SET PROBLEM 1:
According to the Dataset documentation, what should be used instead of creating a Dataset object directly?
SET PROBLEM 2:
Count the lines of the records that contain the string "below". Give only the number.

Dataset
- class rectools.dataset.dataset.Dataset(user_id_map: IdMap, item_id_map: IdMap, interactions: Interactions, user_features: Optional[Union[DenseFeatures, SparseFeatures]] = None, item_features: Optional[Union[DenseFeatures, SparseFeatures]] = None)[source]
Bases:
object
Container class for all data for a recommendation model.
It stores data about internal-external id mapping, user-item interactions, user and item features in special rectools structures for convenient future usage.
WARNING: It’s highly not recommended to create Dataset object directly. Use construct class method instead.
- Parameters
user_id_map (IdMap) – User identifiers mapping.
item_id_map (IdMap) – Item identifiers mapping.
interactions (Interactions) – User-item interactions.
user_features (DenseFeatures or SparseFeatures, optional) – User explicit features.
item_features (DenseFeatures or SparseFeatures, optional) – Item explicit features.

RECORDS FOR PROCESSING:
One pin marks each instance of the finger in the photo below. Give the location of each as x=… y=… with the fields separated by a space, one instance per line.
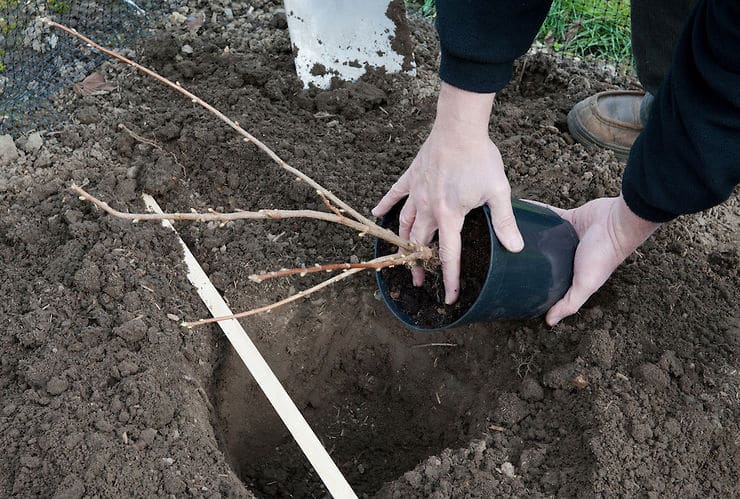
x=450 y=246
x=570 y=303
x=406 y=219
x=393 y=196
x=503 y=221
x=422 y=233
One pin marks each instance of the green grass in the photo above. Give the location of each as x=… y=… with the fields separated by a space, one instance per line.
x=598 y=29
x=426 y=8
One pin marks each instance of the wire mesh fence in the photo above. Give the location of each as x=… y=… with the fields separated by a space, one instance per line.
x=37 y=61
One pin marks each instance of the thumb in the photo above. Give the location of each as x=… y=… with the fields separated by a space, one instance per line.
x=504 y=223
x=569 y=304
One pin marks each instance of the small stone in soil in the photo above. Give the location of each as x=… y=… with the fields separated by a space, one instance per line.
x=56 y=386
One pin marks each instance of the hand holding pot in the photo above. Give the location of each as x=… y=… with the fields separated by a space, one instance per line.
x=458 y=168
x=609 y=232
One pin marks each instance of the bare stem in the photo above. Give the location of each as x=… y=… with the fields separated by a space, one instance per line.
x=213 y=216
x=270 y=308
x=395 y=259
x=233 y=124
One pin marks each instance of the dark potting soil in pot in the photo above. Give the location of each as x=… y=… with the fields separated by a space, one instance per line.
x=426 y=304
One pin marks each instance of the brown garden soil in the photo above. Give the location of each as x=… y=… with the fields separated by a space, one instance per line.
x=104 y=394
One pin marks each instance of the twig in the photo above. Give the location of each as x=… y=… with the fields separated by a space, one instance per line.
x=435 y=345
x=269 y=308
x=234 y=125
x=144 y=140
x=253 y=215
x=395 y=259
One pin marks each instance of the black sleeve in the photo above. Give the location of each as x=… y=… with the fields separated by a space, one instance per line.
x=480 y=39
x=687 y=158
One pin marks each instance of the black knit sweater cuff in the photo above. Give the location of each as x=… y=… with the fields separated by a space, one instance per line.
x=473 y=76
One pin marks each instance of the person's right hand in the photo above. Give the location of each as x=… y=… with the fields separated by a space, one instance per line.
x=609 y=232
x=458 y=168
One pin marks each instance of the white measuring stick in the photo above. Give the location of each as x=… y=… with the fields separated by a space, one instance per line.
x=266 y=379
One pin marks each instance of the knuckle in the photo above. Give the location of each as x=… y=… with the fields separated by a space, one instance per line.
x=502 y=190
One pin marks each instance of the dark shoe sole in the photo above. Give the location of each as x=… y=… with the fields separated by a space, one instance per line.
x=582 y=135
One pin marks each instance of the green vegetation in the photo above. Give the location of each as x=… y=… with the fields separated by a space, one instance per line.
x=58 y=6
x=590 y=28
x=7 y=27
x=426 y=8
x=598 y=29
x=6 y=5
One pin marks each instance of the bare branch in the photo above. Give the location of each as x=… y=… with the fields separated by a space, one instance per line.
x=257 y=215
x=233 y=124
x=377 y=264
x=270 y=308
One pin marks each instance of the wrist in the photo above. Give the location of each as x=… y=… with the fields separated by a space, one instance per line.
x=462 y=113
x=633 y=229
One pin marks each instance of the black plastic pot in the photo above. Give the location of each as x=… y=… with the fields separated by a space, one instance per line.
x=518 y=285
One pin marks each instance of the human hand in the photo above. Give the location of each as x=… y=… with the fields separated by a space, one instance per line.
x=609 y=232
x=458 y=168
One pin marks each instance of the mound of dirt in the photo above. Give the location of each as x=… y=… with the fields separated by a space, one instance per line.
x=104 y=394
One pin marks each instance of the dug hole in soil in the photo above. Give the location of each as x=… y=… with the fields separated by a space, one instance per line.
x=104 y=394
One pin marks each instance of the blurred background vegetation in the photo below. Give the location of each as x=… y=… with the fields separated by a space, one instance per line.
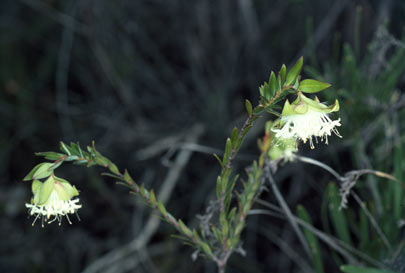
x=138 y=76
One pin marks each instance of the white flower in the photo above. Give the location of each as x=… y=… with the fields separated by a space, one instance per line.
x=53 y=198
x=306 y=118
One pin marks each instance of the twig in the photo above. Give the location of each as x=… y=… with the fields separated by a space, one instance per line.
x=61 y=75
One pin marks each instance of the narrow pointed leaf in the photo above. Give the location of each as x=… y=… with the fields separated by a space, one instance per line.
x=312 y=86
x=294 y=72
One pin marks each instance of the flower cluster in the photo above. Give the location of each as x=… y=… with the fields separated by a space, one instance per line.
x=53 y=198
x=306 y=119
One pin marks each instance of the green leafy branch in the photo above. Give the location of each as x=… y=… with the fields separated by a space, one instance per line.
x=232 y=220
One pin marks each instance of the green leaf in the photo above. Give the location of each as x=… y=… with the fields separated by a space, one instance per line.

COMPLETE ANSWER 1:
The construct class method.

COMPLETE ANSWER 2:
2